§ **REQUIRED ACTIONS**:
1. Retype the passage from the forum thread about the G210 and GT220, starting at "The G210 has" and ending at "sure I’m right)".
2. In the forum thread about the G210 and GT220, how much memory does the quoted GeForce GT 220 log line report?

§ **EXCERPT**:
G210, GT220 deviceQuery?

Now that the G210 as well as GT220 are about to hit retail, would somebody care to post the output from ‘deviceQuery’ for those cards?

Are these going to be the first compute 1.2 capable cores in the wild, or are they just G9x cores shrunk onto TSMCs 40nm rule?

From gpugrid.net forums

02/09/2009 19:28:49 CUDA device: GeForce GT 220 (driver version 19062, compute capability 1.2, 1024MB, est. 23GFLOPS)

Voila, it’s Compute 1.2

I am pretty dissatisfied with nVidia’s information policy regarding the newer laptop and OEM/mid range chips. It’s really hard to get any reliable information before product launch day.

Christian

OK, so the GT220 is compute 1.2 and therefore has more registers. Thats great! How about “Support host page-locked memory mapping” and “Concurrent copy and execution” then?

The G210 has 16 shaders (rather than an expected 24) which would be consistent with a die shrink of a 9400GT and compute 1.1 but … what is it actually?

Compute 1.2 should all support zero-copy and async memcpys. (I haven’t actually checked this, I’m going off of memory, but I’m pretty sure I’m right)

Well, could you? I am not asking for a big release with trumpets and elephants, not even a candlelight moment - just a deviceQuery so the card won’t be buried in total silence.

I’d like to ask for the fanfares and trumpets and for the detailed CUDA compute specs to be included on the product page of each chip.

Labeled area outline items
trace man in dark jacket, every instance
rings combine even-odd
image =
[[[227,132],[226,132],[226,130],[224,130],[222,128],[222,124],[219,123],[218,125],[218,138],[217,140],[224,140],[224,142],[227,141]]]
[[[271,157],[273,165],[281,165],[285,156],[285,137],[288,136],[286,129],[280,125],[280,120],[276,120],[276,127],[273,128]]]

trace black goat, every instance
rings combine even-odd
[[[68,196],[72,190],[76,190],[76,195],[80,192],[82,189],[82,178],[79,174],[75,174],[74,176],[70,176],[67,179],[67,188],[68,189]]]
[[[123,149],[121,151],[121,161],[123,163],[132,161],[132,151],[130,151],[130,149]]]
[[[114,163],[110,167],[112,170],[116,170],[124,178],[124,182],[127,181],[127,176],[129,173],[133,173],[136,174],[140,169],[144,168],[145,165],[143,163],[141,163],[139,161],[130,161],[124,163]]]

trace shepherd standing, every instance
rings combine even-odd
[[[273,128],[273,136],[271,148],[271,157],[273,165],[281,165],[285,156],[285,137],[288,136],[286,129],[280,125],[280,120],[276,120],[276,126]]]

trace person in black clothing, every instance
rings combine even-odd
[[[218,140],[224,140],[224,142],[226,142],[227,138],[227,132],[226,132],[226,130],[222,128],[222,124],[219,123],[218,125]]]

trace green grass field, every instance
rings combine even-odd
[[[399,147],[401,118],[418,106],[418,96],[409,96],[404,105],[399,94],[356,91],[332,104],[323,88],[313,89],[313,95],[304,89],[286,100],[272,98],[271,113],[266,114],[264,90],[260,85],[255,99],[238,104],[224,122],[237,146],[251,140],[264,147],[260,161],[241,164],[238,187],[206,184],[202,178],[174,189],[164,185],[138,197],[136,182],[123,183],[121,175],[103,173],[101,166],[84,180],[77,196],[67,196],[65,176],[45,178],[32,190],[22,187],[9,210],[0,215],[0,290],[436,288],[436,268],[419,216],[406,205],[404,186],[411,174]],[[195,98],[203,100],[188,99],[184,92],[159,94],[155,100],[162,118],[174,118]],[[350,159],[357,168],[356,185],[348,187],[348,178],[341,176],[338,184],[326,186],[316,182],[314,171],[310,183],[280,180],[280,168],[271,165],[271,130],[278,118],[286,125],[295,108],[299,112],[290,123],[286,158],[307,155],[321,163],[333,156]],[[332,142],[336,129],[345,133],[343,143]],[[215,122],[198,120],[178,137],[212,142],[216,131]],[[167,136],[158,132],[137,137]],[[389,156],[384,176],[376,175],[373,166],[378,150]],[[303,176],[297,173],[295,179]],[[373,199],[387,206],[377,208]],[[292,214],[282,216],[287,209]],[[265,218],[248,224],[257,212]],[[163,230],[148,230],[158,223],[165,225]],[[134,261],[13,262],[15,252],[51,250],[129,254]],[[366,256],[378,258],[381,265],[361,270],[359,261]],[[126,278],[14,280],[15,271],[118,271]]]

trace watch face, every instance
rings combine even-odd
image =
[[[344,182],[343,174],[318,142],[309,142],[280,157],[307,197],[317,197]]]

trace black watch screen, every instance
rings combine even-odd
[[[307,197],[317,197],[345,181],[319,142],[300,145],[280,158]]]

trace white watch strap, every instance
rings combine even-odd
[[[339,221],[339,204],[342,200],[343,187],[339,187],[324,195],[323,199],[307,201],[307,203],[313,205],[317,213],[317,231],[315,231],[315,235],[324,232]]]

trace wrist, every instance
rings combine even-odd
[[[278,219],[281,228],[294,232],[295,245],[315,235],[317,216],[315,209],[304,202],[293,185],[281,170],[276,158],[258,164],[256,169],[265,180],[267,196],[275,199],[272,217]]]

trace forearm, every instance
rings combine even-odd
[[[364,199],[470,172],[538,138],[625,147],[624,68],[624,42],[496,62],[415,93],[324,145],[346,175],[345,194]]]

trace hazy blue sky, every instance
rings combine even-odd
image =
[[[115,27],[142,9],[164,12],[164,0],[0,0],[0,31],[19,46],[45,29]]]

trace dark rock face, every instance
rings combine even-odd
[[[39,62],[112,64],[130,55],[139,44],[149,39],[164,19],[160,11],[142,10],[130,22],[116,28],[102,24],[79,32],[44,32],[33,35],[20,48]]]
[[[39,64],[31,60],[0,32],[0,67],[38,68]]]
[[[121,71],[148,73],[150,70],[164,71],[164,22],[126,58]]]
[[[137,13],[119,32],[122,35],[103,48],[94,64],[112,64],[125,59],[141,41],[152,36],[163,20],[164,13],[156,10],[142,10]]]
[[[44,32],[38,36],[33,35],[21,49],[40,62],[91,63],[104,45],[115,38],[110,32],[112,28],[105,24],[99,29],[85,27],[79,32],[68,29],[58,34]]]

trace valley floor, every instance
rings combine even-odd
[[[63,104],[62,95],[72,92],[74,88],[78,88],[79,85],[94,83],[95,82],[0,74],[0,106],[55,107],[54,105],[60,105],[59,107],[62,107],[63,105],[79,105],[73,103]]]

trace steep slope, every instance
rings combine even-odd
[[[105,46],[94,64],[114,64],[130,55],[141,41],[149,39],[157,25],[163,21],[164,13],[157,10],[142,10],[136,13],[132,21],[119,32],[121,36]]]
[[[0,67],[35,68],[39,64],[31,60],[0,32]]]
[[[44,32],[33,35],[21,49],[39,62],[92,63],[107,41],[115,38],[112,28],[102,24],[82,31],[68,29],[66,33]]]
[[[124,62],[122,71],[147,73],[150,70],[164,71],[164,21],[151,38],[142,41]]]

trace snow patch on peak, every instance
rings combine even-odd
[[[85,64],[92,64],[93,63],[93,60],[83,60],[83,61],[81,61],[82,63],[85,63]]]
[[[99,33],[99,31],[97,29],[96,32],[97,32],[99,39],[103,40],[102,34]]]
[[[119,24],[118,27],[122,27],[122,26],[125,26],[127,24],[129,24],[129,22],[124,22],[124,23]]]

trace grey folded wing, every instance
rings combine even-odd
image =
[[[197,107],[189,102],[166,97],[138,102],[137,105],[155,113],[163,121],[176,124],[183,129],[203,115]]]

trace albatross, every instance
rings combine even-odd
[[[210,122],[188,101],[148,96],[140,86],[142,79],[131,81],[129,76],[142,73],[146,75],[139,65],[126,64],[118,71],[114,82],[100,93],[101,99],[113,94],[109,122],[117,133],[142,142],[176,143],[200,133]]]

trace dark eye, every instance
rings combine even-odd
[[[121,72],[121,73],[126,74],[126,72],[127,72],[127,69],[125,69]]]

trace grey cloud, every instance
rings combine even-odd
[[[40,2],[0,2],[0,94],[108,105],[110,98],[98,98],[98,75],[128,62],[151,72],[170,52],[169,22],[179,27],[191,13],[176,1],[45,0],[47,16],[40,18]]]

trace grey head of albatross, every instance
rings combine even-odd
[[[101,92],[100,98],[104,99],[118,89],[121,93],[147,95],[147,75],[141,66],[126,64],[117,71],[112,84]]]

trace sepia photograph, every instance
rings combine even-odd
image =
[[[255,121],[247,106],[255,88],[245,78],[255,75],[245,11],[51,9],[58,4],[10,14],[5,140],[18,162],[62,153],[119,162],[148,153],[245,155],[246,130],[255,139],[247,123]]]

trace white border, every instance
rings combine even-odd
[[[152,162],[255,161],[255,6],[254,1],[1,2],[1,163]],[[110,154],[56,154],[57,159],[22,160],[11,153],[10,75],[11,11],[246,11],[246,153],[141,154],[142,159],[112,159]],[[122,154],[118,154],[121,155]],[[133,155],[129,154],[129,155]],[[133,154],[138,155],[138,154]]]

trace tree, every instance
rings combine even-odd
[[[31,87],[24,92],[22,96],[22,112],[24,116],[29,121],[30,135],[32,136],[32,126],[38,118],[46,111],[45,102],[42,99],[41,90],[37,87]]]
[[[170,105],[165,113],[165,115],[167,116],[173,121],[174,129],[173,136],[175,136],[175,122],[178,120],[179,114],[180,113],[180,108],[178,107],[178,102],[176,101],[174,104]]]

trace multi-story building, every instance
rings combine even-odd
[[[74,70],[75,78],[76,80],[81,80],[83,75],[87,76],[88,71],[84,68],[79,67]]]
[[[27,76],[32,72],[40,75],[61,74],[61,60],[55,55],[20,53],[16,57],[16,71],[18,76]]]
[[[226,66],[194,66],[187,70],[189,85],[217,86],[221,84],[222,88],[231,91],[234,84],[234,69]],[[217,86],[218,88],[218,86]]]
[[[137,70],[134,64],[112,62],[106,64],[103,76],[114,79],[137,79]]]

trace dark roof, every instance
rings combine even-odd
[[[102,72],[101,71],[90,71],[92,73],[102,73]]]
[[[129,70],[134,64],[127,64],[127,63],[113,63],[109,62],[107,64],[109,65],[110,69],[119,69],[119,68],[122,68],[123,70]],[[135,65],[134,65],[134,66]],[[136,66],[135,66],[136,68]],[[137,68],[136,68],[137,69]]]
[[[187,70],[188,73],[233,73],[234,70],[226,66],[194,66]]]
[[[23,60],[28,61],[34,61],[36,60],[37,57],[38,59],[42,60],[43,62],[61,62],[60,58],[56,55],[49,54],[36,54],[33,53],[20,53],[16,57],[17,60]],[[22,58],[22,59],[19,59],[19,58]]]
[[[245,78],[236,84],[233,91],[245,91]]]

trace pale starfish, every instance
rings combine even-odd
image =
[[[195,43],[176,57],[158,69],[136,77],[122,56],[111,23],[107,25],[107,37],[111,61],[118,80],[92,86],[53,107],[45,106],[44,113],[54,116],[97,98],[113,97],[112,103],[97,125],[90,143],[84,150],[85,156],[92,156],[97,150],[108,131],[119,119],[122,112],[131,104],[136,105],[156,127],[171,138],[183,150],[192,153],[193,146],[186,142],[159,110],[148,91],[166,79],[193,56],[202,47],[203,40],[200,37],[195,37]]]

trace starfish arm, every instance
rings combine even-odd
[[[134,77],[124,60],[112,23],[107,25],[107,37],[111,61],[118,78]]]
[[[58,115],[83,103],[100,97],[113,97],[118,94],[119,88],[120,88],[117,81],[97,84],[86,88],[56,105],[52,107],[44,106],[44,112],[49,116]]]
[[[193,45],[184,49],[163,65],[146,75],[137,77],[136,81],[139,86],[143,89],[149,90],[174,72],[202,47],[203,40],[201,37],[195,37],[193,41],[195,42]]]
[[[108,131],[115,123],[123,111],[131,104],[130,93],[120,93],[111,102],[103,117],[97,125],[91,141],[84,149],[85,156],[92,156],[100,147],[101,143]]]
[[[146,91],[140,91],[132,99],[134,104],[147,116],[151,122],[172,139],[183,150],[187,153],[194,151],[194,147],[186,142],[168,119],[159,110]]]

§ **EXERCISE SOLUTIONS**:
1.
The G210 has 16 shaders (rather than an expected 24) which would be consistent with a die shrink of a 9400GT and compute 1.1 but … what is it actually?

Compute 1.2 should all support zero-copy and async memcpys. (I haven’t actually checked this, I’m going off of memory, but I’m pretty sure I’m right)

2. 1024MB